→ WHAT TO DO: Pull each line containing "target" out of the data and copy it.
-- PROVIDED DATA follows --
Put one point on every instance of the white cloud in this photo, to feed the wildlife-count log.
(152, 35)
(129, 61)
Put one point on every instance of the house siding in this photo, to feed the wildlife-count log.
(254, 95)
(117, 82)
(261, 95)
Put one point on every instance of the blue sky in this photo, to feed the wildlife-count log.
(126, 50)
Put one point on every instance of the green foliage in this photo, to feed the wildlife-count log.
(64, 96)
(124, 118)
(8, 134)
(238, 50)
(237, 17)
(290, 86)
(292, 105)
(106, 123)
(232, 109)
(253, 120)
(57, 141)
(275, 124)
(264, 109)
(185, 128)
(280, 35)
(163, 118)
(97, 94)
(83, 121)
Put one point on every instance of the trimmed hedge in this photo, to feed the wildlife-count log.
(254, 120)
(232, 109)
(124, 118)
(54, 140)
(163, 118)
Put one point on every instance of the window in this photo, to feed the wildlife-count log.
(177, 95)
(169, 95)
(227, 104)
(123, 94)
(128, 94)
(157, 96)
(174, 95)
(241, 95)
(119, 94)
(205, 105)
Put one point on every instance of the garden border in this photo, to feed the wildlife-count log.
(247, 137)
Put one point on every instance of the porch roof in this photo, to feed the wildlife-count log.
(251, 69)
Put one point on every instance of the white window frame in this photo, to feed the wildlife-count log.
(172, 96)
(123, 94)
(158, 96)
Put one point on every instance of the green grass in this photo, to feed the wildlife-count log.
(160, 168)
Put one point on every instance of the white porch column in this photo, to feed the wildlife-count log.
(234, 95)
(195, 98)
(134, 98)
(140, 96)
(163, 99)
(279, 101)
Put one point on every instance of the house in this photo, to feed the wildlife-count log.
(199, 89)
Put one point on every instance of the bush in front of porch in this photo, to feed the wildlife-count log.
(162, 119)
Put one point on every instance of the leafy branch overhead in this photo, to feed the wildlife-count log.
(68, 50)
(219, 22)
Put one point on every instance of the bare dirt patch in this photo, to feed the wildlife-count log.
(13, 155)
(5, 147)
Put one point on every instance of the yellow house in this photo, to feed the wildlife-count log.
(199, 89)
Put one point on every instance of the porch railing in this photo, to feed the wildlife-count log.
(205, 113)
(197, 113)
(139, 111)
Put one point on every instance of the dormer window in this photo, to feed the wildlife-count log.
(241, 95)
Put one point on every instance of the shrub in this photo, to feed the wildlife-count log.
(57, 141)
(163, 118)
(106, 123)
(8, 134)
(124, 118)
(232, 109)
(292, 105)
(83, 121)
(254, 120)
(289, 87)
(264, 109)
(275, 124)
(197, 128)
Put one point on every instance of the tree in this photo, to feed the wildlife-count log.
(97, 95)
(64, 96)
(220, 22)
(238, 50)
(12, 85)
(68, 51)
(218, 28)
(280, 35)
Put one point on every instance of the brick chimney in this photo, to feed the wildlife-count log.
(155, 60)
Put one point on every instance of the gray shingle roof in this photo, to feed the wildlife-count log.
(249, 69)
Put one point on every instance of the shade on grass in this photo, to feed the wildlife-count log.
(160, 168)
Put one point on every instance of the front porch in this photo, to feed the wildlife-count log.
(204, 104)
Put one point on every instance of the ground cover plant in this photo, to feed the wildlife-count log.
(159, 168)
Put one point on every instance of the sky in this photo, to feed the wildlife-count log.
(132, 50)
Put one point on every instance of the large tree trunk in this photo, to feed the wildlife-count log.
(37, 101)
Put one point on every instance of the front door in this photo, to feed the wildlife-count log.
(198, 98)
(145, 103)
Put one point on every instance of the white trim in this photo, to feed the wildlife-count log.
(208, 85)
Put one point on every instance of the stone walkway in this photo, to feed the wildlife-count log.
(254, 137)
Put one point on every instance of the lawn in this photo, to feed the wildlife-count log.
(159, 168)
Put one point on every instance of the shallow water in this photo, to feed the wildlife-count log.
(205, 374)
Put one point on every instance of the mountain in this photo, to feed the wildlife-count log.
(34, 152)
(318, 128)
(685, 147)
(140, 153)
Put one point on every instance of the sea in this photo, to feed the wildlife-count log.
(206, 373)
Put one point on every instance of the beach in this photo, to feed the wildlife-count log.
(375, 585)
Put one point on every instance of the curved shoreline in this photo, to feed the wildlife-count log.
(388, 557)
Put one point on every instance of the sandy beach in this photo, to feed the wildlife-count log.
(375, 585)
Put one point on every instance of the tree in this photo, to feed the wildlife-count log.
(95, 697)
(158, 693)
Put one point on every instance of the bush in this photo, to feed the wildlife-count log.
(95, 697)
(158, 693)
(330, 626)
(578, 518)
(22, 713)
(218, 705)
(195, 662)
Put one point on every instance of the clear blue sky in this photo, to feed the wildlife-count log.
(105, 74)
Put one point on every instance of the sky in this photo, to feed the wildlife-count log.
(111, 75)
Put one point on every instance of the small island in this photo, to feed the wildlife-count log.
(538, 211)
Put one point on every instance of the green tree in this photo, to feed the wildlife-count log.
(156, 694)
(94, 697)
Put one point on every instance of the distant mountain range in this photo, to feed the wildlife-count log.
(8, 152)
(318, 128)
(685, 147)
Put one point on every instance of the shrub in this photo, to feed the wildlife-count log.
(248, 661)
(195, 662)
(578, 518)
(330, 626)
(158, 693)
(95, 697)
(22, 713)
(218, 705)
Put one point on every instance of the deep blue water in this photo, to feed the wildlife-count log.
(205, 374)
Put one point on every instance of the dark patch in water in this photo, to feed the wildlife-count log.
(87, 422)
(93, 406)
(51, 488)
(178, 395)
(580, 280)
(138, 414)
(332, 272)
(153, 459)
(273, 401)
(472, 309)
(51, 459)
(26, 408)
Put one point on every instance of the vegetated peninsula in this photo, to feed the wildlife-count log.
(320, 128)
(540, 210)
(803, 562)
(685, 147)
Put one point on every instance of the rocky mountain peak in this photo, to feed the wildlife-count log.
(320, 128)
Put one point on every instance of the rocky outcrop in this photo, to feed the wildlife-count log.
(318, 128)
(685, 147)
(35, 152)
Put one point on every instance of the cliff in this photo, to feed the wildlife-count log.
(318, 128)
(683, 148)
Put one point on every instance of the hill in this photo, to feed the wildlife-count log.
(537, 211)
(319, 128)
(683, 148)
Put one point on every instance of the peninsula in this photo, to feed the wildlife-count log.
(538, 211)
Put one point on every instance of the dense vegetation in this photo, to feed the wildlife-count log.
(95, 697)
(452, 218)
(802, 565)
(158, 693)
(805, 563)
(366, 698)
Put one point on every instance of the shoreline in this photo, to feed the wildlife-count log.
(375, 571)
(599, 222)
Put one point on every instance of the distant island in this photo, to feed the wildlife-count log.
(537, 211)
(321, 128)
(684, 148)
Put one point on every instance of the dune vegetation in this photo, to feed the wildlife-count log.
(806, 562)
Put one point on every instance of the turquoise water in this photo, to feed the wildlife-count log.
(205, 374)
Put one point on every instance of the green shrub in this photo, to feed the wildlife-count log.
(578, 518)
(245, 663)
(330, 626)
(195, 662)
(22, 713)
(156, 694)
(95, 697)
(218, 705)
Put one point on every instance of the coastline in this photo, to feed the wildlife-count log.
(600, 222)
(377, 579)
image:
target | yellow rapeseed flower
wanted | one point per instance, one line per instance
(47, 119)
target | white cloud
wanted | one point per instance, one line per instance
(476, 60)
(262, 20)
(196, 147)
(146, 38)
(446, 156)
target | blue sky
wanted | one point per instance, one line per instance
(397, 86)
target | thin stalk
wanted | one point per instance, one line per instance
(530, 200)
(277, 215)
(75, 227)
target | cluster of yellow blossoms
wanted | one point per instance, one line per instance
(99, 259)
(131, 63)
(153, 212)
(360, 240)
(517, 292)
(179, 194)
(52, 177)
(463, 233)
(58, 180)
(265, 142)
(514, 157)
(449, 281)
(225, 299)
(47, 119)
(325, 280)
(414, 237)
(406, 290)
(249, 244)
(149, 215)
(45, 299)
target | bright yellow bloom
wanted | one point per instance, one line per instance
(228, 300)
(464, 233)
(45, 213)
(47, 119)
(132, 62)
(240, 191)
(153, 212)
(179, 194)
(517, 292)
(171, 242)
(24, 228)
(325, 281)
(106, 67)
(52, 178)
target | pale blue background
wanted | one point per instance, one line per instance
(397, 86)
-- PROVIDED DATA concluded --
→ WRITTEN REPLY:
target | yellow rapeseed flower
target | white cloud
target | blue sky
target | thin stalk
target | cluster of yellow blossoms
target | bright yellow bloom
target | pale blue background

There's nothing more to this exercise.